**About this task**
Output the passage of the seafood poisoning text, everything from "Another very common" down to "may occur too.", copied word for word.

Burlington Travel Clinic

Seafood Poisoning

CIGUATERA POISONING IS BECOMING INCREASINGLY COMMON. IF YOUR ITINERARY IS SOMEWHERE IN TROPICAL OR SUBTROPICAL AREAS YOU SHOULD BE AWARE OF THE CIGUATERA POISONING RISK.

This is especially true in the Caribbean Sea and Indian and Pacific Ocean destinations.

This seafood poisoning result from ingesting ciguatoxin-containing reef fish like barracuda, moray eel, amberjack, sea bass, sturgeon, grouper, and red snapper.

Symptoms include diarrhea, abdominal pain, nausea and vomiting with tingling in the fingers, blurred vision, pain in the teeth. Skin will also be painful if it touches cold water. If you have these symptoms you should call the ambulance and seek immediate medical care.

Barracuda is the worst for ciguatera poisoning. If you visit the Bahamas or the Caribbean the locals may say its alright to eat barracuda, but don’t!

Ciguatoxin is not destroyed by cooking or freezing and fish that has ciguatoxin will look, taste and smell the same as non-toxic fish of the same species.

Another very common seafood poisoning is the scombroid poisoning that results from eating tuna, marlin, herring, sardine, anchovies, amberjack and mahi-mahi that was improperly refrigerated after capture.

When the fish are not frozen or iced immediately after being caught bacterial overgrowth will change certain chemicals in the flesh into high levels of histamine (the same chemical that causes allergic reactions). Once that process is over, the resulting histamine like ciguatoxin, is indestructible by cooking or freezing. Fish contaminated with histamine may look, smell or taste no different than non-toxic fish.

Few minutes after ingestion a person will start flushing with itching, nausea, and vomiting and abdominal pain. Blurred vision may occur too.

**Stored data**
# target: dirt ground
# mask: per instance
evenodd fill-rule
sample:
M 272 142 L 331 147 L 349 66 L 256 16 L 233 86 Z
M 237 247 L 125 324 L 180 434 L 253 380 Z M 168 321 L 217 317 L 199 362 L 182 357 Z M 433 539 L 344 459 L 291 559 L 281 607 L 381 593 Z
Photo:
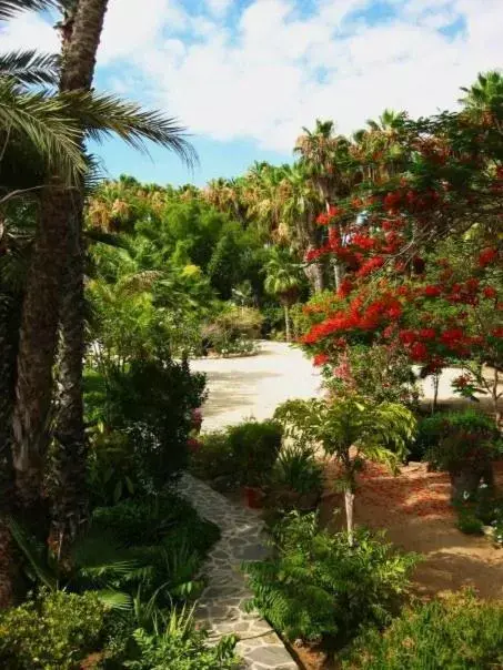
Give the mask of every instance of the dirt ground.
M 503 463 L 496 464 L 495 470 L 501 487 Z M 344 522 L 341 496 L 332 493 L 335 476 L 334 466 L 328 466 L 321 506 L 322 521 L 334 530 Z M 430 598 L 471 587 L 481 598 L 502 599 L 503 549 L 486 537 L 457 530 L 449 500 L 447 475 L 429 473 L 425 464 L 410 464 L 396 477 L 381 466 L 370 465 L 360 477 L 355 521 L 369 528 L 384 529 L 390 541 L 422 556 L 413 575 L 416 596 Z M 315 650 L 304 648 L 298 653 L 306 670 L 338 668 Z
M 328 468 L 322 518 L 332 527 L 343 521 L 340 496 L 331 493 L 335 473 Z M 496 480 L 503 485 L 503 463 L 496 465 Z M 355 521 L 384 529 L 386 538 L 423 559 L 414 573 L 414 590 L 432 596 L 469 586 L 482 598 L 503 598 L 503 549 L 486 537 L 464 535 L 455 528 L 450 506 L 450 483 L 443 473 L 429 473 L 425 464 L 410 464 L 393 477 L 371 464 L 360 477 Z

**Answer for the task**
Another very common seafood poisoning is the scombroid poisoning that results from eating tuna, marlin, herring, sardine, anchovies, amberjack and mahi-mahi that was improperly refrigerated after capture.

When the fish are not frozen or iced immediately after being caught bacterial overgrowth will change certain chemicals in the flesh into high levels of histamine (the same chemical that causes allergic reactions). Once that process is over, the resulting histamine like ciguatoxin, is indestructible by cooking or freezing. Fish contaminated with histamine may look, smell or taste no different than non-toxic fish.

Few minutes after ingestion a person will start flushing with itching, nausea, and vomiting and abdominal pain. Blurred vision may occur too.